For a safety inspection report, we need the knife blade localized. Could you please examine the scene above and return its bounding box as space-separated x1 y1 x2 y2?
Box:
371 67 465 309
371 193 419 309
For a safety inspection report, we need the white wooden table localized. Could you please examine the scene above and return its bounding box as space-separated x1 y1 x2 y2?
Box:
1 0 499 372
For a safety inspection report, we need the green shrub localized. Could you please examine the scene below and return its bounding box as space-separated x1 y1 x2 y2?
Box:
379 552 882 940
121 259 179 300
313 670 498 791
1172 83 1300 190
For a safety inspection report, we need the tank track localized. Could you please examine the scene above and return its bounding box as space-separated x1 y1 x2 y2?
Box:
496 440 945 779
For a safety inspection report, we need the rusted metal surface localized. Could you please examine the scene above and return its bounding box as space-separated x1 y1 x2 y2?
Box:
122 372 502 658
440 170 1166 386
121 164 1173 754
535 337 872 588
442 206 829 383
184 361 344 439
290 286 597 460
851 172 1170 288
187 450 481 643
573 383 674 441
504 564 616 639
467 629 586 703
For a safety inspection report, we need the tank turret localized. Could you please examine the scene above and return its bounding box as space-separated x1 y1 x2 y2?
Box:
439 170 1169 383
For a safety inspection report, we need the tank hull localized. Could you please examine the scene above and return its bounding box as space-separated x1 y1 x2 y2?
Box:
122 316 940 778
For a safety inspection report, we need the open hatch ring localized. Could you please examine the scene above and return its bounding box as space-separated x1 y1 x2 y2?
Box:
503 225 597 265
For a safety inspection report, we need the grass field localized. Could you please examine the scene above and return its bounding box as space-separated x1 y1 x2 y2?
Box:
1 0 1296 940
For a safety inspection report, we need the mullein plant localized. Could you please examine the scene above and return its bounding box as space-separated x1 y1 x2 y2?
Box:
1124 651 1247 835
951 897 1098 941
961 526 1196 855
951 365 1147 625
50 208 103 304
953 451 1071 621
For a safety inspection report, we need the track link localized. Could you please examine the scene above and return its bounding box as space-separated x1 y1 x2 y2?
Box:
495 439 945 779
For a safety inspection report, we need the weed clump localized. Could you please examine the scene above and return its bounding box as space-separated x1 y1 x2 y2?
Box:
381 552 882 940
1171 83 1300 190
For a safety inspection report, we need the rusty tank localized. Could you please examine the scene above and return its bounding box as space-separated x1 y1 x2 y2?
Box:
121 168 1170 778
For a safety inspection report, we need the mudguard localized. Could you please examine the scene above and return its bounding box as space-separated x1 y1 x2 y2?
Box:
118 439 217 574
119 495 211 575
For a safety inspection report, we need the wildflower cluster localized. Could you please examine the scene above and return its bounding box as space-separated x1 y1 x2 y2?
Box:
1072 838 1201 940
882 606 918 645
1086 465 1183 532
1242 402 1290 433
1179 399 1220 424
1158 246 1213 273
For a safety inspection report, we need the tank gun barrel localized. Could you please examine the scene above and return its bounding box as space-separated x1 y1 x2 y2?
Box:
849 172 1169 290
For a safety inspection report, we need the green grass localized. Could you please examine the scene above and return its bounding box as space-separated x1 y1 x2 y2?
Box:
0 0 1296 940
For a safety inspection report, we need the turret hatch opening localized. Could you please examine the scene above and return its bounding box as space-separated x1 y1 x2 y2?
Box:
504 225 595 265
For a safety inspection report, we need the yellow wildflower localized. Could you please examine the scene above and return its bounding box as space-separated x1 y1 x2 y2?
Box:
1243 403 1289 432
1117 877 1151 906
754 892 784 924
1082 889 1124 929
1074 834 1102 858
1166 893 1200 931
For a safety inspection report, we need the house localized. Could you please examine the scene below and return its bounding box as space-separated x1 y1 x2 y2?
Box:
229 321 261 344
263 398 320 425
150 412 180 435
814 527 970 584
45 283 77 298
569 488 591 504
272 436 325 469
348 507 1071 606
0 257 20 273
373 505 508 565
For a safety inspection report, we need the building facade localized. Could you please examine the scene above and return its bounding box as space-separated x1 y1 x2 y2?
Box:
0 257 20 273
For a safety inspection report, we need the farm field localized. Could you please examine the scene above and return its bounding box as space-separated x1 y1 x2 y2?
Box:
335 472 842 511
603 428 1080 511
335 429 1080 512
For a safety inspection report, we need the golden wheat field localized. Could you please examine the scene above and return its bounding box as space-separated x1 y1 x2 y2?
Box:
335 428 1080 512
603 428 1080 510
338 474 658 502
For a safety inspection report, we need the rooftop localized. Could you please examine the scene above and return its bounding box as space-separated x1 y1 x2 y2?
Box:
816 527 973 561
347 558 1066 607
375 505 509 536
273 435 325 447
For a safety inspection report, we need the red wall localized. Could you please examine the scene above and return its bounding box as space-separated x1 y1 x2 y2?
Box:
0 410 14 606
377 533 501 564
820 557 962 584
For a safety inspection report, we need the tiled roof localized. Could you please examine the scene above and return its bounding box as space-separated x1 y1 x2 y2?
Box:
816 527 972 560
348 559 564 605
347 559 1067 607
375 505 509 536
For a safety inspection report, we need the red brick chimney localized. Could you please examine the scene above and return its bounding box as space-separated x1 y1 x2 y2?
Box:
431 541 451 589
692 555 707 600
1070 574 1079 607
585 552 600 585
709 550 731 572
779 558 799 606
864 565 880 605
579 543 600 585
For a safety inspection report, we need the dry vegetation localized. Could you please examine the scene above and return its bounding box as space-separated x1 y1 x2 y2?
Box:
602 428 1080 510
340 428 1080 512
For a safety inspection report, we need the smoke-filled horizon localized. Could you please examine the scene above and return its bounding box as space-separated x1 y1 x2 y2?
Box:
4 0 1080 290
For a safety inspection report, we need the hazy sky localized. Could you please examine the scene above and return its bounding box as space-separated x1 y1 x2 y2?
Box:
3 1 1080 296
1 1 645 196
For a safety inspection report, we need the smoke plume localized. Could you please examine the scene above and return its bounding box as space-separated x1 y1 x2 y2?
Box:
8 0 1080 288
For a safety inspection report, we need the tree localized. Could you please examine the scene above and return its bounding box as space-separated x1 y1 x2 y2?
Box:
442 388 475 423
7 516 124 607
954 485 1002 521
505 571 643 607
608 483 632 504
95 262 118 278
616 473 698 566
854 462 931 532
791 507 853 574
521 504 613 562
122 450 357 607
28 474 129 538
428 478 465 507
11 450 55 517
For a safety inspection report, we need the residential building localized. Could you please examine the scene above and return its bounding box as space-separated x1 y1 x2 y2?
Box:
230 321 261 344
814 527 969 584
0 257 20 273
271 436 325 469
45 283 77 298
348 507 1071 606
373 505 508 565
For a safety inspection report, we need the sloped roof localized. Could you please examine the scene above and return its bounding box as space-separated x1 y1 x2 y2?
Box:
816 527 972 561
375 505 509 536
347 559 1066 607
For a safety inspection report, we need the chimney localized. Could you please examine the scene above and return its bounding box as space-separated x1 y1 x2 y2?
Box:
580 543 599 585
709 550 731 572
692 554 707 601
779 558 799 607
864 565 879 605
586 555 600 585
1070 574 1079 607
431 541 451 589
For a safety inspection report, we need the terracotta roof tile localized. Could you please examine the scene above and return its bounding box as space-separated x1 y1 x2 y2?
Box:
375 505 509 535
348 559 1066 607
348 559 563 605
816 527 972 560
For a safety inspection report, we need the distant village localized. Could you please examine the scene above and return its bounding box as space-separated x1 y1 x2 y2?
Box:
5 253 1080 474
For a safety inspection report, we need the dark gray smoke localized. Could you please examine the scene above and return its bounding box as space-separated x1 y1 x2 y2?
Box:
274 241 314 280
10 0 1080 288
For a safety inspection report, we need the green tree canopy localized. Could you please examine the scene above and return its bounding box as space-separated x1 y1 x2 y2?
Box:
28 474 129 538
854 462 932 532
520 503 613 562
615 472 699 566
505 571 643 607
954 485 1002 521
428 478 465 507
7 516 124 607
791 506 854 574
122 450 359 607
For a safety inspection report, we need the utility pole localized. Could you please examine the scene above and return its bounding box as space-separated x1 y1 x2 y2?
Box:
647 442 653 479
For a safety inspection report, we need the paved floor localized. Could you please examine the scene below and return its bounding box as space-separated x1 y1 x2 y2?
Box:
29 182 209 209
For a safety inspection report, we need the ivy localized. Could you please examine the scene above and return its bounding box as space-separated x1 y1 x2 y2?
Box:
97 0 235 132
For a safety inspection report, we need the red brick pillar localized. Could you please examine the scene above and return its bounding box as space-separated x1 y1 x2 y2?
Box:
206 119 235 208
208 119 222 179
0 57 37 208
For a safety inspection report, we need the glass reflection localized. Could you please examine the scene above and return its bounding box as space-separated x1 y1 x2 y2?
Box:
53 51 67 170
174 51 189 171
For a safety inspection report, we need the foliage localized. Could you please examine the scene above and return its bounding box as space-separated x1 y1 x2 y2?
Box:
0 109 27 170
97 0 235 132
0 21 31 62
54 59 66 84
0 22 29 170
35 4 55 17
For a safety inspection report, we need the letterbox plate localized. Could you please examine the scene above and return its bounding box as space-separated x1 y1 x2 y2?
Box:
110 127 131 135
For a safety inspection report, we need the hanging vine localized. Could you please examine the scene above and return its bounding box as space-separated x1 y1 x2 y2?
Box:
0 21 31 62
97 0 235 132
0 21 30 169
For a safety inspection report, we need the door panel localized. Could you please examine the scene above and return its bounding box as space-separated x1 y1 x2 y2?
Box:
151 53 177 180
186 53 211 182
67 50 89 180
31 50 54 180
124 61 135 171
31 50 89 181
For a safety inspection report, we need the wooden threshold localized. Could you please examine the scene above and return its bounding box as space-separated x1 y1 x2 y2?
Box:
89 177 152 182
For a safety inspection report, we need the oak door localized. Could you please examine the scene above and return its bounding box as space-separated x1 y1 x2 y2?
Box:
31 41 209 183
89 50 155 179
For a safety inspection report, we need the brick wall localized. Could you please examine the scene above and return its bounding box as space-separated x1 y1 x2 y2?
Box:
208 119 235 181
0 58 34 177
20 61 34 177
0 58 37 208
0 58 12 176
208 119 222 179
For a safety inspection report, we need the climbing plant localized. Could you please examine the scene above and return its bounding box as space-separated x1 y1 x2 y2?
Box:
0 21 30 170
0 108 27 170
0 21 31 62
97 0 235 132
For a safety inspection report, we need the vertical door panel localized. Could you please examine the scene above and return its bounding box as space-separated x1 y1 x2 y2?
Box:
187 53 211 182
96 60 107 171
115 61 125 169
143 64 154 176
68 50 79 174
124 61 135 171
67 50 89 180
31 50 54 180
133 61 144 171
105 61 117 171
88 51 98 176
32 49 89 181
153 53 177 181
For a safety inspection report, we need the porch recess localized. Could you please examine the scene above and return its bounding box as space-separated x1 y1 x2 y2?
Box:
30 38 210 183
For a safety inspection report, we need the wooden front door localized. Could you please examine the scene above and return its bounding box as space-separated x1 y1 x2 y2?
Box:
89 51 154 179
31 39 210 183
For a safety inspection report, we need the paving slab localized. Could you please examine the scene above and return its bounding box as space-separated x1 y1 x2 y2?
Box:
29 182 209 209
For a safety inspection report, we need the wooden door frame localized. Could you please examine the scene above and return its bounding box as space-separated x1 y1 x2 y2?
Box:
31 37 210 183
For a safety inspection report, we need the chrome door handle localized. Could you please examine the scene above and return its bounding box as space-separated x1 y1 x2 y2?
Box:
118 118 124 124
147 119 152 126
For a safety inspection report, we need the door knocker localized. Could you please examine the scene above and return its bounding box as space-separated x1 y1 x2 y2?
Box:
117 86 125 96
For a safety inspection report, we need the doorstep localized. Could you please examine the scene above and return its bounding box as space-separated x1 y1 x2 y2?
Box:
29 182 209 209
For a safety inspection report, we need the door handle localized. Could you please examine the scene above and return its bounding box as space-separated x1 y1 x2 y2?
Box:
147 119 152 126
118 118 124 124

_WHAT THE EXERCISE ASKS_
Only lines containing the string "handle" belong in the answer; find them in the data above and copy them.

_YOUR SOLUTION_
For a safety inspection report, we need the chrome door handle localized. Could you please examine the scene above and return its bounding box as space-separated x1 y1 x2 y2?
For a safety inspection report, we need the door handle localized. Could you please examine the scene above and return its bounding box as space-separated x1 y1 x2 y2?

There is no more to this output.